## Vorliegender Textauszug:
+ + + + +

Das erzeugt Bilder und Vergleiche, da kann man sich als Theaterzuschauer nicht frei machen, auch wenn fünf leistungsstarke Schauspieler auf der Problem-Bühne stehen. Ausstatter Siegfried E. Mayer hat ein wildes Sammelsurium vieler im Film vorkommenden Locations geschaffen. Krankenhausbetten symbolisieren das Sanatorium, in dem sich die drei Helden, der an Tourette-Syndrom leidende Vincent, der Zwangsneurotiker Alexander und die magersüchtige Marie treffen. Tische stehen für die Kantine, Stühle sind wahlweise Auto und Aussegnungshalle. Ein Baustellengerüst stellt die Berge dar. In einem Roadmovie sind die Darsteller nun mal viel unterwegs. Dafür hat Jens Pesel einen cleveren Kunstgriff angewandt. Meer, Berge, die Landschaft nach Italien werden als Video auf einen bühnenfüllenden Vorhang projiziert. Das hat Charme und beflügelt die Fantasie. Denn dahin wollen die drei Ausreiser. Nach Italien - offenbar des Sehnsuchtsland von Vincents verstorbener Mutter. Er möchte ihr diesen letzten Wunsch erfüllen, das Meer zu sehen. Mit ihrer Asche in einer Bonbondose macht er sich mit Marie und Alexander im gestohlenen Wagen der Anstalts-Therapeutin Dr. Rose auf den Weg, auch auf der Flucht vor seinem lieblosen Vater, einem widerwärtigen, karrieregeilen Lokalpolitiker.

Witzige Dialoge

Alle drei haben ihr Päcklein zu tragen. Vincent hat Tics, die ihn unkontrolliert zucken und gelegentlich obszön brüllen lassen: „Fick dich, Fotze, Fuck.“ Alexander, der „Bazillenidiot“, schützt sich zwanghaft mit Latexhandschuhen vor ungewollten Kontakten und Marie hungert sich zu Tode. „Ich habe einen Clown im Kopf, der mir ständig zwischen die Synapsen scheißt“, erklärt Vincent Marie sein Verhalten, die ihm Kiffen gegen Tics vorschlägt und erklärt, weshalb das mit dem Essen nicht so leicht ist für sie. Solche Dialoge sind witzig und wichtig, weil sie der Tragik die Schwere nehmen.

Bei aller Problematik will die Geschichte nicht nur sensibilisieren, sondern auch unterhalten. Dieser Teil kommt im Alten Schauspielhaus anfangs zu kurz. Etwa in der Mitte nimmt die Handlung Fahrt auf, um leider am Ende holpernd auszulaufen. Wenn sich Stephanie Theiß als Dr. Rose mit Frank Voß als Vincents Vater, Robert Galler, auf der gemeinsamen Suche nach den Ausreißern eine Verbalschlacht liefert, ist das köstlich. Auch die wortwitzigen Dialoge zwischen Vincent, Marie und Alexander sind wichtig, etwa, wenn Marie zum angespannten Vincent sagt: „Mach dich mal locker.“ Genau das macht die Krankheit aus. Das kann er nicht.

+ + + + +

## Bereitgestellte Datensätze:
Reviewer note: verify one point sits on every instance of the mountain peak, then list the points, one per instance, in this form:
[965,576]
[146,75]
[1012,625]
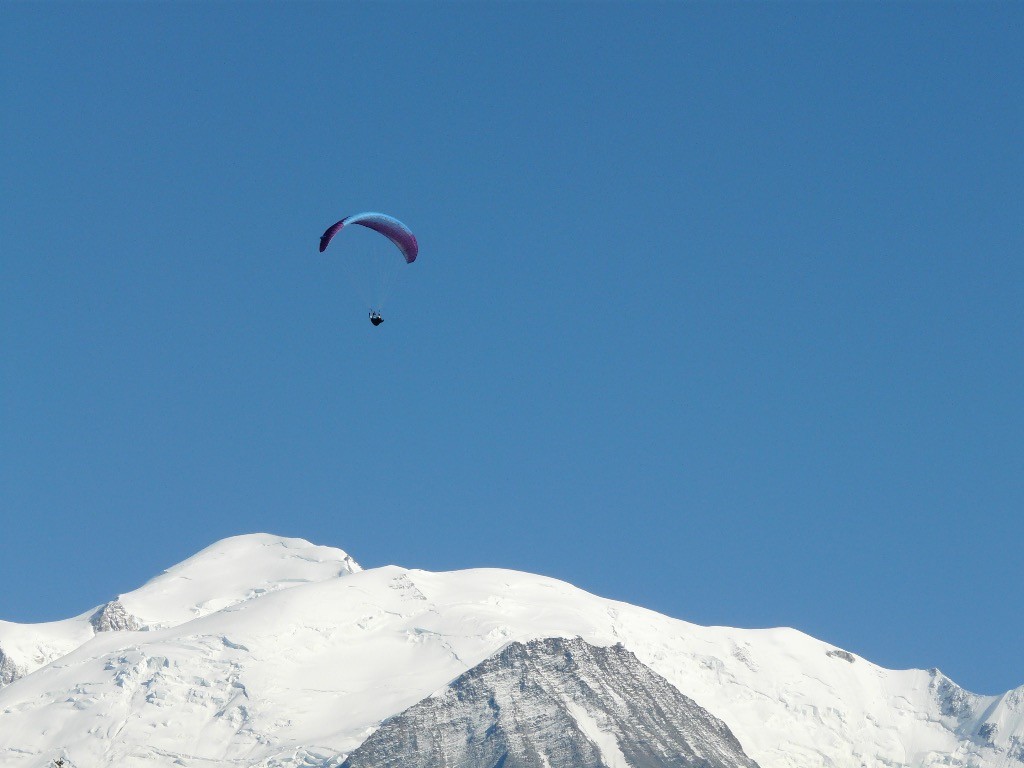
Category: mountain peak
[230,571]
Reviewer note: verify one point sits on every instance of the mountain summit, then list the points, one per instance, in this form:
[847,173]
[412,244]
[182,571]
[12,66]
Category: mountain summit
[266,652]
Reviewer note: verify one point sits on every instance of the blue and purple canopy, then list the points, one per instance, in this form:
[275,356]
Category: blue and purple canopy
[389,226]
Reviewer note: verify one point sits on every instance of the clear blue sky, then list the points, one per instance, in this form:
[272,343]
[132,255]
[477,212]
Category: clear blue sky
[719,308]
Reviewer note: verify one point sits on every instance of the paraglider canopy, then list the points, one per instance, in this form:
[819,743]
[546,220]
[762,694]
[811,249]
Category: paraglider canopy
[389,226]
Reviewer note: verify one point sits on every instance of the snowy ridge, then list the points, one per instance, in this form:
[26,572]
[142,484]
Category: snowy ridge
[272,652]
[225,573]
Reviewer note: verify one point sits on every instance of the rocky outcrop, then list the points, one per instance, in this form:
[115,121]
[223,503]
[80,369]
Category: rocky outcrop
[555,704]
[114,617]
[9,672]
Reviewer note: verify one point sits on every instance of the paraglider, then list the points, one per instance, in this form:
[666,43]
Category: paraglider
[389,226]
[399,235]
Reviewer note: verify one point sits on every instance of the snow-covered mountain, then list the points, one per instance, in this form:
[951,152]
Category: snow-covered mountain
[557,702]
[268,651]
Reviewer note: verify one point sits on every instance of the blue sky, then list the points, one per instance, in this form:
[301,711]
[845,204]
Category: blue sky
[718,308]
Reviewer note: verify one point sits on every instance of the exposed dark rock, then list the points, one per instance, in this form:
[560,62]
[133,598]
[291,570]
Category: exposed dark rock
[114,617]
[554,704]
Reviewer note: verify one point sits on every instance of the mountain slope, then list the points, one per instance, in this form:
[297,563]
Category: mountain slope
[225,573]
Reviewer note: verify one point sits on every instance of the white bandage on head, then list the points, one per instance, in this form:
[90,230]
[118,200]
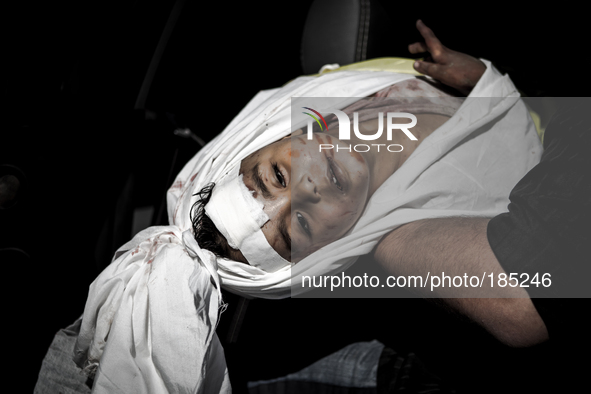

+ + + + +

## Zu erledigende Aufgaben:
1 - Fasse den Absatz der Theaterkritik, der mit „Alle drei haben ihr Päcklein zu tragen“ beginnt, als kurze Stichpunktliste zusammen und behalte dabei seine wichtigsten Fakten bei.
2 - Schreibe die Theaterkritik über die Bühnenfassung des Roadmovies im Anschluss an ihren letzten Satz weiter.

## Ergebnisse je Aufgabe:
1 -
- Vincent hat Tics: Er zuckt unkontrolliert und brüllt gelegentlich Obszönitäten. Sein Verhalten erklärt er mit einem Clown im Kopf, der ihm zwischen die Synapsen scheißt.
- Alexander schützt sich zwanghaft mit Latexhandschuhen vor ungewollten Kontakten.
- Marie hungert sich zu Tode. Sie schlägt Vincent Kiffen gegen die Tics vor und erklärt ihm, warum das Essen für sie nicht leicht ist.
- Solche Dialoge sind witzig und wichtig, weil sie der Tragik die Schwere nehmen.

2 -
Dabei unterstreicht oft wunderschön der knallige Sound der südafrikanischen Rap-Rave-Band Die Antwoord die Handlung. Dann spürt man das Tempo und den Rhythmus, der diesem bezaubernden Plot zugrunde liegt. Sowohl die Italienfahrer als auch ihre Verfolger müssen die Autofahrten, die ja die Handlung ausmacht, sehr statisch durchführen. Auf Stühlen sitzend, hält einer ein imaginäres Steuer in der Hand - der Rest ist Sprache. Wenn da das schnelle Pingpong der herrlich-ironischen Sätze fehlt, wird’s dröge. Das können auch engagierte Schauspieler nicht völlig auffangen.

Lästige Wiederholungen

Konstantin Buchholz spielt Vincents Tics nicht als mitleidheischende Behinderung aus. Man glaubt seiner Figur diesen Spagat zwischen Galgenhumor und Leiden, bei dem die unkontrollierten Zuckungen kein albernes Kasperletheater eines billigen Gaglieferanten sind. Barbro Viefhaus ist so schlank, dass man ihrer „Bratwurst“-Marie die Magersucht ohne weiteres abnimmt und Florian Rast wirkt als „Sagrotan-Junky“ Alexander, streng gescheitelt, völlig aseptisch. Frank Voß ist so unsympathisch, wie es seine Figur des Provinzpolitikers Galler verlangt und man amüsiert sich mit Stephanie Theiß, die ihre strenge Dr. Rose zu ihm sagen lässt, dass sie hoffe, dass er nie so werden wollte, wie er geworden ist.

Es gibt schöne Episoden im Stück, die leider durch das viele Brüllen, Trommeln und die lästigen Wiederholungen, wie in Serienfilmen, die in der nächsten Folge die letzten fünf Minuten der vorangegangen Folge zeigen, abgepuffert werden.